## Goal
Put each line of the listing below into a Markdown table with the columns Row and Line, numbering rows in order and omitting blank lines.

## Material to process
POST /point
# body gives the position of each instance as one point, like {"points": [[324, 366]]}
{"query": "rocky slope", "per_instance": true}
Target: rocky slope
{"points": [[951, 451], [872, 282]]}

## Solution
| Row | Line |
|---|---|
| 1 | POST /point |
| 2 | # body gives the position of each instance as one point, like {"points": [[324, 366]]} |
| 3 | {"query": "rocky slope", "per_instance": true} |
| 4 | Target: rocky slope |
| 5 | {"points": [[951, 451], [872, 282]]} |